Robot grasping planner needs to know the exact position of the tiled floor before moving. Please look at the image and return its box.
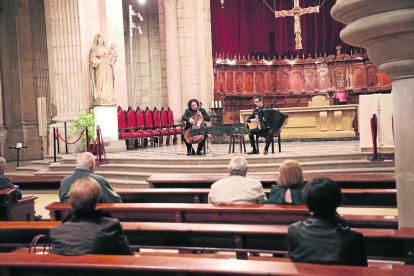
[108,140,361,159]
[16,140,396,219]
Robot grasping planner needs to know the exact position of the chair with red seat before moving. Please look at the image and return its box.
[134,106,152,147]
[160,107,176,145]
[167,107,183,144]
[152,107,174,145]
[144,106,162,145]
[117,106,133,149]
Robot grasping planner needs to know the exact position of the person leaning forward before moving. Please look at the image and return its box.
[0,157,22,199]
[181,99,210,155]
[49,177,133,256]
[208,156,267,204]
[59,152,122,203]
[247,96,275,155]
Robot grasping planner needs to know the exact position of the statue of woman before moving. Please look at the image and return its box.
[89,34,116,105]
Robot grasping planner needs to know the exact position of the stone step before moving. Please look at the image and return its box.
[55,153,371,165]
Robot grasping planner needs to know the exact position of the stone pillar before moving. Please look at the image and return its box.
[163,0,185,122]
[331,0,414,227]
[45,0,127,151]
[177,0,213,110]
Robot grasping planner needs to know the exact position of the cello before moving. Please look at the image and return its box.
[184,102,204,144]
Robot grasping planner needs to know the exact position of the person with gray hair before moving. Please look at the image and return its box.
[59,152,122,203]
[208,156,267,204]
[49,177,133,255]
[0,157,22,199]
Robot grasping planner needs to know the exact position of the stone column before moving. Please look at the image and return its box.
[177,0,213,110]
[0,60,7,156]
[163,0,185,122]
[331,0,414,227]
[45,0,127,151]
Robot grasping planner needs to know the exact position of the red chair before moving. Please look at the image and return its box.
[134,107,153,147]
[152,107,174,145]
[167,107,183,144]
[117,106,133,149]
[144,106,162,145]
[159,107,176,145]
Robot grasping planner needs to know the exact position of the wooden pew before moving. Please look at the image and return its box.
[0,253,414,276]
[45,202,398,229]
[116,188,397,207]
[7,174,66,189]
[147,173,396,189]
[0,221,414,263]
[0,188,37,221]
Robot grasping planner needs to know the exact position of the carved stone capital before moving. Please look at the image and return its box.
[331,0,414,80]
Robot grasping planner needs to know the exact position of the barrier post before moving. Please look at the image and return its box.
[63,122,68,154]
[53,127,57,163]
[85,127,91,152]
[96,128,102,163]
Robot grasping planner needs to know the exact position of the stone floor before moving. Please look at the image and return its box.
[17,140,396,219]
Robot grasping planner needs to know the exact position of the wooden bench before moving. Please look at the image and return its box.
[0,253,414,276]
[0,188,37,220]
[0,221,414,262]
[147,173,396,189]
[7,174,66,189]
[45,202,398,229]
[116,188,397,208]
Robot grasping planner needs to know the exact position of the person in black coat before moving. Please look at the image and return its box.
[287,178,367,266]
[181,99,210,155]
[49,177,133,255]
[0,157,22,199]
[247,96,275,155]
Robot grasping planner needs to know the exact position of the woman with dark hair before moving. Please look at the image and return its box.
[181,99,210,155]
[287,178,367,266]
[267,160,304,205]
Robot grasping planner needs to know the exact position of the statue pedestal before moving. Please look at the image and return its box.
[93,105,126,152]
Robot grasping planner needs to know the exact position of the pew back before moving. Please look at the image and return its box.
[45,202,398,229]
[147,173,396,189]
[0,253,414,276]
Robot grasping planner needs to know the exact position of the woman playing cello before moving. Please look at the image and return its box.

____

## Aim of the task
Rewrite all the lines above, changing "grasping planner" to "navigation planner" wherever it appears and keeping everything else the same. Leave out the pictures.

## Result for this exercise
Robot navigation planner needs to know the exact position of the tiled floor before moving. Please look at the image and return its box.
[108,140,361,159]
[16,140,396,219]
Robot navigation planner needs to know the exact position of the chair with red seat before moving. Please look at the image and return its box.
[134,106,152,147]
[160,107,176,145]
[167,107,183,144]
[152,107,174,145]
[144,106,162,145]
[117,106,133,149]
Robot navigation planner needs to know the exact position of the person leaning forward before moving. Please look at the image and return its box.
[0,157,22,199]
[181,99,210,155]
[49,177,133,256]
[208,156,267,204]
[59,152,122,203]
[247,96,275,155]
Robot navigation planner needs to know the exact position of the statue of woman before moving. Please look at the image and return its box.
[89,34,116,105]
Robot navigation planner needs to know the exact position of the stone step before moving. Please look at the image and return its box.
[55,153,371,165]
Robot navigation planner needs to know the exact position of the stone pillar before moving. Please look at the image and return its box.
[163,0,185,122]
[331,0,414,227]
[45,0,127,151]
[177,0,213,110]
Robot navigation planner needs to know the exact position of the cello before moving. Please look at the image and return its box.
[184,102,204,144]
Robot navigation planner needs to know the exact position of the person with gray hair before moving. Please look at the image and return its box.
[59,152,122,203]
[208,156,267,204]
[49,177,133,255]
[0,157,22,199]
Robot navigation planner needs to know the exact position of the stone column before moving. Please look at the image and return its box.
[177,0,213,110]
[0,60,7,156]
[163,0,185,122]
[331,0,414,227]
[45,0,127,151]
Robot navigation planner needs to know the exact position of the red chair before moving. Please look at the image and return its box.
[134,107,153,147]
[152,107,174,145]
[167,107,183,144]
[117,106,133,149]
[144,106,162,145]
[159,107,176,145]
Robot navigation planner needs to know the exact position of the wooden pew before moving. Please look at the image and return its box.
[0,253,414,276]
[45,202,398,229]
[116,188,397,207]
[7,174,66,189]
[147,173,396,189]
[0,221,414,263]
[0,188,37,221]
Robot navigation planner needs to know the exact position of the carved stone capital before moving. Please look at the image and return its box.
[331,0,414,80]
Robot navigation planner needs to know the exact position of the barrier post before moving. Please look at the image and return its box.
[63,122,68,154]
[53,127,57,163]
[85,127,91,152]
[96,128,102,163]
Robot navigation planner needs to know the exact position of the stone floor before moving. Please look at the image and return its box.
[17,140,396,219]
Robot navigation planner needs to know the exact position of the wooden bench before moving. Please look at the image and return its box.
[0,253,414,276]
[0,188,37,220]
[0,221,414,262]
[147,173,396,189]
[7,174,66,189]
[45,202,398,229]
[116,188,397,208]
Robot navigation planner needs to know the exact position of the person in black coat before moving. Please look at the image and return its box.
[287,178,367,266]
[181,99,210,155]
[49,177,133,255]
[0,157,22,199]
[247,96,275,155]
Robot navigation planner needs to know the exact position of the woman with dark hair before moving. Please look at the image and return its box.
[181,99,210,155]
[287,178,367,266]
[267,160,304,205]
Robot navigation planner needs to know the exact position of the statue pedestal before moving. Please look at the image and return its box.
[93,105,126,152]
Robot navigation planner needs to know the exact position of the pew back before moving. Please look at the image and return its box.
[45,202,398,229]
[147,173,396,189]
[0,253,414,276]
Robot navigation planner needs to know the exact position of the woman playing cello before moving. Please look at the image and return its box.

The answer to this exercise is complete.